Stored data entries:
================================
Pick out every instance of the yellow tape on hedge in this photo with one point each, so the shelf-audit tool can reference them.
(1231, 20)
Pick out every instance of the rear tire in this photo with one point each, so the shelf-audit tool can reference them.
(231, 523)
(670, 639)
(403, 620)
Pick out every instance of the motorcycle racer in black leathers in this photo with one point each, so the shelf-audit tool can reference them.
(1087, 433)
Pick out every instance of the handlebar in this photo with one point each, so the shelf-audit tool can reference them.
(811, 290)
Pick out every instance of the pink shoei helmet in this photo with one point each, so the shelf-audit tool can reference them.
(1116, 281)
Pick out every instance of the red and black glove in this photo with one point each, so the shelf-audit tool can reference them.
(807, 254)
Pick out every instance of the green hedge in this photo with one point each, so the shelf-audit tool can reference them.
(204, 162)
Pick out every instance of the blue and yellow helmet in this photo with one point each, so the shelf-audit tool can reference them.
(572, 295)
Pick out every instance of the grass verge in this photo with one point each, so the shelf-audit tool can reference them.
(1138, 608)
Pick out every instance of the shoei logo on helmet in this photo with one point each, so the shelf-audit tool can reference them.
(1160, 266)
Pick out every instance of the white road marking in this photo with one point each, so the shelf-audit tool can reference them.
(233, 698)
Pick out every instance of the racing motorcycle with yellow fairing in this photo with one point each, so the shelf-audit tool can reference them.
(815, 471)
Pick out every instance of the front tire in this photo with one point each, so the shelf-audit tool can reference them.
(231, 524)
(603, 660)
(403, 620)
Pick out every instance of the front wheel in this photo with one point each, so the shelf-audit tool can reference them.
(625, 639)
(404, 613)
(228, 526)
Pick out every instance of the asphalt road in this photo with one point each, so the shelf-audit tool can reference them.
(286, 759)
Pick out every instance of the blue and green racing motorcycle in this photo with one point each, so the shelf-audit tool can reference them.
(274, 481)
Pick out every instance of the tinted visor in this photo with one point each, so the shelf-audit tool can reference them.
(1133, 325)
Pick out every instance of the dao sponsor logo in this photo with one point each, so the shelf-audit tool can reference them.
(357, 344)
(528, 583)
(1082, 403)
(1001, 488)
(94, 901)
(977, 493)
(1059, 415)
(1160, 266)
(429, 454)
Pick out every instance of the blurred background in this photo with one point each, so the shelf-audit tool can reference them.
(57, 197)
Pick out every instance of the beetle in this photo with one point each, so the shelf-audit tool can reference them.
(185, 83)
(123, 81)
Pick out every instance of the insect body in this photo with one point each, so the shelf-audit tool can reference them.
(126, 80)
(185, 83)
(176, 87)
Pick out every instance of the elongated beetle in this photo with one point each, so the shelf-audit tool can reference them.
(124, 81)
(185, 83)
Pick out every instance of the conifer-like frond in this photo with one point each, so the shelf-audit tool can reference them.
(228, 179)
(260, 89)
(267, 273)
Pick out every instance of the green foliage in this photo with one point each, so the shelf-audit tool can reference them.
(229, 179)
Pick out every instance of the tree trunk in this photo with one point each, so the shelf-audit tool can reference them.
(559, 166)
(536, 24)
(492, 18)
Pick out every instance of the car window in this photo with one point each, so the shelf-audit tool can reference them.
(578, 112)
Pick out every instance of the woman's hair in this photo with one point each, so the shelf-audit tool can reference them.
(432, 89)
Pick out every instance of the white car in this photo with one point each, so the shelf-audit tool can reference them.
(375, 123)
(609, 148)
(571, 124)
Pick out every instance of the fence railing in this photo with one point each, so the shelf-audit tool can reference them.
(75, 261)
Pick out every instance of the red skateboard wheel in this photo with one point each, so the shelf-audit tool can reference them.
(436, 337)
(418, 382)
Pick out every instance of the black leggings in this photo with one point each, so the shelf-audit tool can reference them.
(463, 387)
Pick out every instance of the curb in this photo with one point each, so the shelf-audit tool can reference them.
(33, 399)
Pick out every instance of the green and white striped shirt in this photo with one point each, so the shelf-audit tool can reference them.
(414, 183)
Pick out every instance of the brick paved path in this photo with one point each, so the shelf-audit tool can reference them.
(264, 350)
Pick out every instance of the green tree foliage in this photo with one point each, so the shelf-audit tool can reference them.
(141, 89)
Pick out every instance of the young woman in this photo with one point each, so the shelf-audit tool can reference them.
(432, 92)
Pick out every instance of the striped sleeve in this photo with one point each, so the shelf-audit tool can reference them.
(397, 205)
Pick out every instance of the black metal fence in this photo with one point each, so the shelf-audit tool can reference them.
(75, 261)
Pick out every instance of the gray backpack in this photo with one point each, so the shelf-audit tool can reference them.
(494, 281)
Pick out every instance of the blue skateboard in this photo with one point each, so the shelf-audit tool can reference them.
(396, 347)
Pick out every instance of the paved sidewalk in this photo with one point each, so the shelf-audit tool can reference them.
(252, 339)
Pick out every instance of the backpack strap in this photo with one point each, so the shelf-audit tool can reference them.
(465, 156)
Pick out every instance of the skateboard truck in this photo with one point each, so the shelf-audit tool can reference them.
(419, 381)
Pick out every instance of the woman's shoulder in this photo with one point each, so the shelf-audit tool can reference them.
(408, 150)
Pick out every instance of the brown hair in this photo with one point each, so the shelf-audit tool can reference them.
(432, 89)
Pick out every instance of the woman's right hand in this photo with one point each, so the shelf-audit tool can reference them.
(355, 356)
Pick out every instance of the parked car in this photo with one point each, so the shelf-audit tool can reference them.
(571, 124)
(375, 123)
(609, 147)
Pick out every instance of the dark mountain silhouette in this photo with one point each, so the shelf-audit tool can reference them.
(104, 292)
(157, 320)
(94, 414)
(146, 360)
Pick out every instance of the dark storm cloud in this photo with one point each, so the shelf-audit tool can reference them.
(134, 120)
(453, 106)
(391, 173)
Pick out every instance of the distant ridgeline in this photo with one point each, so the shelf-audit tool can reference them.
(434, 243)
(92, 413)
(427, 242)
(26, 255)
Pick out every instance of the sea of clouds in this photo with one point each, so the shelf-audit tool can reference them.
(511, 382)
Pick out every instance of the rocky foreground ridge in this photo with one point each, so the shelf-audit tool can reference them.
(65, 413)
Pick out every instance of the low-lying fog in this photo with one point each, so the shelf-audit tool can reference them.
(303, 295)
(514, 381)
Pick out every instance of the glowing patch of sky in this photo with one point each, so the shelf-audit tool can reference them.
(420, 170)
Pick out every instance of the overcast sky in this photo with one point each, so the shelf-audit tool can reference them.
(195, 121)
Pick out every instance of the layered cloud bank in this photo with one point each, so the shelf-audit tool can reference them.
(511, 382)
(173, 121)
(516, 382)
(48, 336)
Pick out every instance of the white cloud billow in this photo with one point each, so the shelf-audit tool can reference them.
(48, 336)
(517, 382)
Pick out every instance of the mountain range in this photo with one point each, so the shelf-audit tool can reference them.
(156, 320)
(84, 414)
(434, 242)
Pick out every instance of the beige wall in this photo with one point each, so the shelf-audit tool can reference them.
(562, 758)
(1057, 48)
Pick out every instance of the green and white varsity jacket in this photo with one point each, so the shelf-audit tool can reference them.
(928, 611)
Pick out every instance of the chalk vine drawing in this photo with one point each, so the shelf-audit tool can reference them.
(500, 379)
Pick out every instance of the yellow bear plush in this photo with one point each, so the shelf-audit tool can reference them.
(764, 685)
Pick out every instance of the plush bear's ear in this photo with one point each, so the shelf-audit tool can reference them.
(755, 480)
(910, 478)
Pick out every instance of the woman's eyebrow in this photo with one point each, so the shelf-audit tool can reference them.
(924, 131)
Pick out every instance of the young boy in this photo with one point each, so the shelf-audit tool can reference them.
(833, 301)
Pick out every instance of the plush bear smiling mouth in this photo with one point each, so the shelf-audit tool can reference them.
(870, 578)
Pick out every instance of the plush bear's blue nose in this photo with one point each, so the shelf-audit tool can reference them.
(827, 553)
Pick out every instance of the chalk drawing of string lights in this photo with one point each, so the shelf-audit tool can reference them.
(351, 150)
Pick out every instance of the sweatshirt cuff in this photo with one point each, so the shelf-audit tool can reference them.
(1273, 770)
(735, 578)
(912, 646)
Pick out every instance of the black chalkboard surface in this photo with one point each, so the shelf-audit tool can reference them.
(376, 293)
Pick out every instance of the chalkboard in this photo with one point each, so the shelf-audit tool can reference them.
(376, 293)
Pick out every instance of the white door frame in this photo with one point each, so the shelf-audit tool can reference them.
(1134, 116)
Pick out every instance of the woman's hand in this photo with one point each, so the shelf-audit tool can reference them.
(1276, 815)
================================
* Exercise aim:
Can you reproduce the lines of the listing from the line with "Pick out every instance of the front wheel" to the line with "(1133, 325)", swapping "shelf-audit tool" for "inventory tracker" and leaving everything else unchanged?

* In response:
Pick out every instance of the front wheel in this photo with one point each, so the inventory tracker can reference them.
(625, 639)
(404, 613)
(228, 526)
Pick out every instance of the asphalt road in this photo with one point each, so the inventory tracker can reference them.
(286, 759)
Pick out every instance of the blue and green racing motorcycle in this photo with one point each, so the inventory tracker can reference them.
(274, 481)
Pick out every instance of the tinted visor in this photo with one point each, so the inventory tracker can reference them.
(1133, 325)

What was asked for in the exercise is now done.